Data shown:
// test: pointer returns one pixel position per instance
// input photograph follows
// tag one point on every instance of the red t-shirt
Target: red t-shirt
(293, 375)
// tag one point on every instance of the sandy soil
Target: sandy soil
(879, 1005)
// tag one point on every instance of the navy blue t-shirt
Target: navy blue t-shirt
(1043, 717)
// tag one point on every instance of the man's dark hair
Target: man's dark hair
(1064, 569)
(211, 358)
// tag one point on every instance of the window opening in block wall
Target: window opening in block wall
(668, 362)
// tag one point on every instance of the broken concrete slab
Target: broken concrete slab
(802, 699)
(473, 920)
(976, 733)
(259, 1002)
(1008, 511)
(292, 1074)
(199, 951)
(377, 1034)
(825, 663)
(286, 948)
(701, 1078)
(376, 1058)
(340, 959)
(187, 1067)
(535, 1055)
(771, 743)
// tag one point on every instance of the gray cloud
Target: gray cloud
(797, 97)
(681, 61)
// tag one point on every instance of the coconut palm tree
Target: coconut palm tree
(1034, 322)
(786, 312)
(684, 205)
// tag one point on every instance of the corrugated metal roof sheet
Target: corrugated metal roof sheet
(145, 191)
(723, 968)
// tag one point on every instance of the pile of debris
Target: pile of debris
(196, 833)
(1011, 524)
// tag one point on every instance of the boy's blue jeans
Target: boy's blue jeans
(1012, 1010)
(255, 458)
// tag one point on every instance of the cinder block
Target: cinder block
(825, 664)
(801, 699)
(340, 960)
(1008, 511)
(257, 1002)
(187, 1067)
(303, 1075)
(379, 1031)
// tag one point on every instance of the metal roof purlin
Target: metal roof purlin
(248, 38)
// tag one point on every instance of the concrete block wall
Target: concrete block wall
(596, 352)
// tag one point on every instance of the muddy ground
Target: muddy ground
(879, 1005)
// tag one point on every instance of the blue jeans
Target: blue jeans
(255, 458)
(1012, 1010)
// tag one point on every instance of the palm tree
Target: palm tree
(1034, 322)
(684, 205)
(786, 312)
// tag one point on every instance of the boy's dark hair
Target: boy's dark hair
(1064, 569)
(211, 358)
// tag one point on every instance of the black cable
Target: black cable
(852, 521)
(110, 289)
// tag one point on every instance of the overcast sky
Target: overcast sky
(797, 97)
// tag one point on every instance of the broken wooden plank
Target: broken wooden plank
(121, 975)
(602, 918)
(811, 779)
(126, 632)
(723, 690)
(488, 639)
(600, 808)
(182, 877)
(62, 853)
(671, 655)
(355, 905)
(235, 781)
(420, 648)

Problem:
Produce an exact copy of the whole listing.

Result of the task:
// test: pointer returns one pixel position per instance
// input photograph follows
// tag one point on every instance of the red t-shirt
Target: red t-shirt
(293, 375)
// tag one point on every instance of the sandy soil
Target: sandy soil
(879, 1005)
// tag one point on every instance of the navy blue t-shirt
Target: navy blue t-shirt
(1043, 717)
// tag one point on every instance of the man's dark hair
Target: man's dark hair
(1064, 569)
(211, 358)
// tag one point on every instance of the window opening in block wall
Target: window opening in block wall
(668, 362)
// tag one point on every instance of the broken concrete slab
Target: broken concrete slab
(802, 699)
(473, 920)
(976, 733)
(259, 1002)
(1008, 511)
(292, 1074)
(199, 951)
(377, 1034)
(825, 663)
(286, 948)
(701, 1078)
(376, 1058)
(340, 959)
(187, 1067)
(535, 1055)
(771, 743)
// tag one point on every instance of the gray cloud
Target: gray cloud
(797, 97)
(681, 61)
// tag one point on every instance of the coconut palm tree
Target: coconut palm tree
(1034, 322)
(786, 312)
(684, 205)
// tag one point on every instance of the corrugated metal roof sheet
Target: corrugated metal roof sheet
(145, 191)
(723, 968)
// tag one point on every instance of the pile of debris
Target: pile of debris
(196, 833)
(1011, 524)
// tag one point on every instance of the boy's blue jeans
Target: boy's blue jeans
(1012, 1010)
(255, 458)
// tag one point on every instance of the cinder block
Target: cinder block
(825, 664)
(801, 699)
(340, 960)
(1008, 511)
(257, 1002)
(187, 1067)
(303, 1075)
(379, 1031)
// tag one point on every instance of the metal roof purlin
Target: metal roof purlin
(248, 38)
// tag one point on every instance of the concrete block wall
Target: concrete block wall
(596, 352)
// tag one point on every instance of the muddy ground
Target: muddy ground
(879, 1005)
// tag one point on every instance of the blue jeans
Target: blue jeans
(255, 458)
(1012, 1010)
// tag one point on every instance of the palm tree
Target: palm tree
(1034, 322)
(684, 205)
(786, 312)
// tag one point on every instance of the boy's dark hair
Target: boy's dark hair
(1064, 569)
(211, 358)
// tag one point on every instance of the black cable
Target: black cable
(852, 521)
(110, 289)
// tag one point on every instance of the overcast sky
Target: overcast sky
(797, 97)
// tag one point on every instance of the broken wooden plank
Target: broken wooden plank
(121, 975)
(602, 918)
(811, 779)
(126, 632)
(723, 690)
(488, 639)
(600, 808)
(182, 877)
(62, 853)
(671, 655)
(355, 905)
(235, 781)
(420, 648)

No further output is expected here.